WHAT TO DO -
**A)** Answer these questions from the bag article:
(i) What color was Opening Ceremony's "Super Large Tote"?
(ii) How many artist-designed Artycapucines bags does the auction feature?
(iii) At what amount does the bidding for each bag start?
**B)** Revise the bag article between "Between 2018 and" and "Louis Vuitton Artycapucines.", inclusive, changing "gargantuan" to "enormous".

---------- EXTRACT PROVIDED

Between 2018 and 2019 there was a proliferation of oversized jacket and big bag memes, with Instagram accounts altering puffer jackets, sneakers and bags donned by models to gargantuan proportions, taking them to an entirely new and comical level.
At the time Opening Ceremony also launched the "Super Large Tote", a giant yellow PVC tote bag that obliged fashionistas carrying them to negotiate doors and entrances (posts on social media of people at platform barriers in underground stations were comical). At the moment, though, rather than super-large bags, there seems to be a fad for extremely expensive bags. Sotheby's has several on offer, from Virgil Abloh's Louis Vuitton monogram Airplane Bag (A/W 21), that you can buy for $60.000 USD, to an entire auction of Louis Vuitton Artycapucines.
The one-off auction features 22 artist-designed Artycapucines bags, each sold in a custom Monogram canvas Boîte Chapeau. Both bag and hat box are signed by the respective artist who created the piece.
The list of artists comprises Amélie Bertrand, Daniel Buren, Sam Falls, Urs Fischer, Donna Huanca, Huang Yuxing, Peter Marino, Jean-Michel Othoniel, Paola Pivi, Ugo Rondinone, Jonas Wood, and Zhao Zhao, among the others. Louis Vuitton will donate the net proceeds of the sale to a diverse range of charities and NGOs, chosen by the respective artists.
Bidding for each bag starts at €16,000 and bags will be exhibited to the public at a special Louis Vuitton presentation at Sotheby's Paris from tomorrow to 5th July, providing an arty distraction (or a shopping occasion...) for the guests of the Haute Couture shows.
But extremely expensive handbags are not just on sale at dedicate auctions: on Louis Vuitton’s menswear runway models carried several large bags, but the current creative director of menswear Pharrell Williams, often appeared at the recent menswear shows in Paris carrying a $1 Million Louis Vuitton Speedy.

--------------------
---------- COLLECTED MATERIAL

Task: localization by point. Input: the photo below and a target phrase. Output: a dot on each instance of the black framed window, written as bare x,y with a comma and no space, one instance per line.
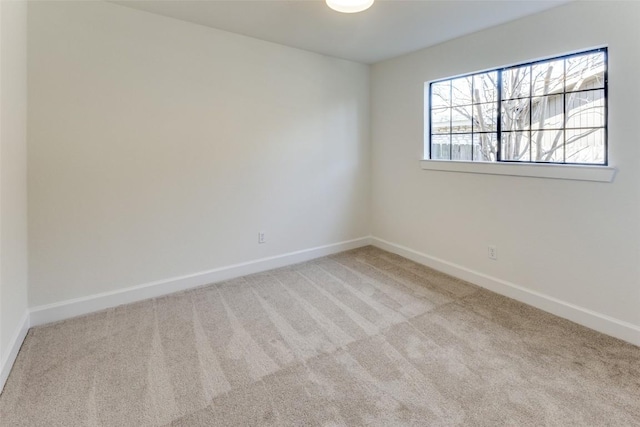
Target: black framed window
548,111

--------------------

SOLUTIONS -
**A)**
(i) Yellow.
(ii) 22.
(iii) €16,000.

**B)**
Between 2018 and 2019 there was a proliferation of oversized jacket and big bag memes, with Instagram accounts altering puffer jackets, sneakers and bags donned by models to enormous proportions, taking them to an entirely new and comical level.
At the time Opening Ceremony also launched the "Super Large Tote", a giant yellow PVC tote bag that obliged fashionistas carrying them to negotiate doors and entrances (posts on social media of people at platform barriers in underground stations were comical). At the moment, though, rather than super-large bags, there seems to be a fad for extremely expensive bags. Sotheby's has several on offer, from Virgil Abloh's Louis Vuitton monogram Airplane Bag (A/W 21), that you can buy for $60.000 USD, to an entire auction of Louis Vuitton Artycapucines.